▶ INSTRUCTIONS:
**1)** Answer these from the act summary:
(a) On what date was the companion bill introduced in the House?
(b) How long will the advisory council exist?
(c) Which department is the lead agency for the advisory council?
**2)** Output the stretch of the act summary from "Membership of the" through "in their care.", unchanged.

▶ SOURCE DOCUMENT:
The Supporting Grandparents Raising Grandchildren Act was signed into law on July 7, 2018 after unanimously passing the U.S. House and Senate. It was first introduced in the Senate on May 10th, 2017 by Senator Susan Collins (R-ME) and Senator Bob Casey (D-PA). A companion bill was introduced in the House by Representative Jim McGovern (D-MA) and Representative Peter King (R-NY) on June 29, 2017.
The law establishes a Federal Advisory Council to Support Grandparents and Other Relatives Raising Children. The advisory council will exist for three years.
Membership of the Advisory Council: The Department of Health and Human Services (HHS) will be the lead agency for the advisory council. The advisory council will consist of the following members or their designee:
- The Secretary of Health and Human Services
- The Secretary of Education
- The Administrator of the Administration for Community Living
- The Director of the Centers for Disease Control and Prevention
- The Assistant Secretary for Mental Health and Substance Use
- The Assistant Secretary for the Administration for Children and Families
- The head of each federal agency, department or other government entity identified by the secretary of HHS as having responsibilities or administering programs related to issues affecting grandparents and other relatives raising children in their care.
- A grandparent raising a grandchild
- An older relative raising a relative child
Duties of the Advisory Council: The advisory council is charged with providing the following:
- Information on Federal Resources: The advisory council will identify, promote, coordinate and disseminate information publicly about information, resources and best practices available to help grandparents and other relatives raising children in their care meet the health, educational, nutritional and other needs of the children in their care as well as maintain their own physical and mental health and emotional well-being. They must also consider the unique needs of grandparents and other relatives raising children in their care affected by the opioid crisis.

▶ DATASET EXTRACT:

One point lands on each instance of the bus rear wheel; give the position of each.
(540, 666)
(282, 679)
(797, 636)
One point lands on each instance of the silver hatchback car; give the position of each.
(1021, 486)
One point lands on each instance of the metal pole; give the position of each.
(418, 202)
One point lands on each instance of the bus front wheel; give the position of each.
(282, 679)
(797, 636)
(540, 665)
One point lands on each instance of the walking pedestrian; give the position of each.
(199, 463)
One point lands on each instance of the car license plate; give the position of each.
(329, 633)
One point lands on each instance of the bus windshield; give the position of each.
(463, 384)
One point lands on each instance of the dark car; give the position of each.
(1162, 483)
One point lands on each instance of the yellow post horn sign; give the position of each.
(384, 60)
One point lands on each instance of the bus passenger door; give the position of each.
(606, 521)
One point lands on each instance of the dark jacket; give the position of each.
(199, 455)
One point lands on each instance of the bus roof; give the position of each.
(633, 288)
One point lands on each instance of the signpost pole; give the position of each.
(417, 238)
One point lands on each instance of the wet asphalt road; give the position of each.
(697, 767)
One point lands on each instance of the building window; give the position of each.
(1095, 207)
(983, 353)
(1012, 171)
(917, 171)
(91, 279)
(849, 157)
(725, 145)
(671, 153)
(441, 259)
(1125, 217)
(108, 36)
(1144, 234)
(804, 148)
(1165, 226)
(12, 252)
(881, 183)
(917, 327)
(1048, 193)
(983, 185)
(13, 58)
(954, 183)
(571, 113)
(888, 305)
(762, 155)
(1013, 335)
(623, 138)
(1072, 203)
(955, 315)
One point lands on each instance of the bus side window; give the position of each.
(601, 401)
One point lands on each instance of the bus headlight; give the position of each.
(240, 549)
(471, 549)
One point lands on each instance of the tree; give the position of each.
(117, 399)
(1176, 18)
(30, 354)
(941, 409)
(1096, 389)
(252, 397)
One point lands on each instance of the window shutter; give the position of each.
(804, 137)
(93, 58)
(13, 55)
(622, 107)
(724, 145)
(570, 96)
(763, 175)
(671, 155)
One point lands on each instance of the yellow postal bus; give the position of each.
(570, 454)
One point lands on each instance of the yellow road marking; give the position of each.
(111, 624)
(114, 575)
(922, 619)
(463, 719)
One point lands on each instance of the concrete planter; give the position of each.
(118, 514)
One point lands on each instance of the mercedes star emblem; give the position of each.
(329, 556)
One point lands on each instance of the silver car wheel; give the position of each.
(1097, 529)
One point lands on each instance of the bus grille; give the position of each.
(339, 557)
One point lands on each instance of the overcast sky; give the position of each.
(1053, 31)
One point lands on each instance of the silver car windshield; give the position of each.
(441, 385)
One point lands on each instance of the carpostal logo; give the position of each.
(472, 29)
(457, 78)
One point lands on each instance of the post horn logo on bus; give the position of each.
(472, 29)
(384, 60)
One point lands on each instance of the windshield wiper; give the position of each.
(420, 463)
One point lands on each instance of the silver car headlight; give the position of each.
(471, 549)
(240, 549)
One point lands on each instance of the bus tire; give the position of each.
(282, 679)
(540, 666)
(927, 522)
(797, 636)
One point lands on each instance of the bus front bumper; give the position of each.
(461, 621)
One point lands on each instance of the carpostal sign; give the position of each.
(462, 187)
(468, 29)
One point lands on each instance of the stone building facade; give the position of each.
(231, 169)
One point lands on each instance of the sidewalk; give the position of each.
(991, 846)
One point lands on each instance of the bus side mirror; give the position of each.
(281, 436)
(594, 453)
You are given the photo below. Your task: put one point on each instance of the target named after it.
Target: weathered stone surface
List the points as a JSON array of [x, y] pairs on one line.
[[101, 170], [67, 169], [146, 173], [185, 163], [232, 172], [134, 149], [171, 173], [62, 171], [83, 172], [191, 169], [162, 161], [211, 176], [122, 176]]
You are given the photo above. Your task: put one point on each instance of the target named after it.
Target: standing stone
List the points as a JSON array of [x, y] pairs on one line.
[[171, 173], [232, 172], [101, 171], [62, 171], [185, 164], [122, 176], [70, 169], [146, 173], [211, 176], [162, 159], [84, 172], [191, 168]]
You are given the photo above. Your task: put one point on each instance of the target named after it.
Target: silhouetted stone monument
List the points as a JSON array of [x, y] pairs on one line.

▶ OUTPUTS BY TASK:
**1)**
(a) June 29, 2017
(b) Three years
(c) The Department of Health and Human Services (HHS)

**2)**
Membership of the Advisory Council: The Department of Health and Human Services (HHS) will be the lead agency for the advisory council. The advisory council will consist of the following members or their designee:
- The Secretary of Health and Human Services
- The Secretary of Education
- The Administrator of the Administration for Community Living
- The Director of the Centers for Disease Control and Prevention
- The Assistant Secretary for Mental Health and Substance Use
- The Assistant Secretary for the Administration for Children and Families
- The head of each federal agency, department or other government entity identified by the secretary of HHS as having responsibilities or administering programs related to issues affecting grandparents and other relatives raising children in their care.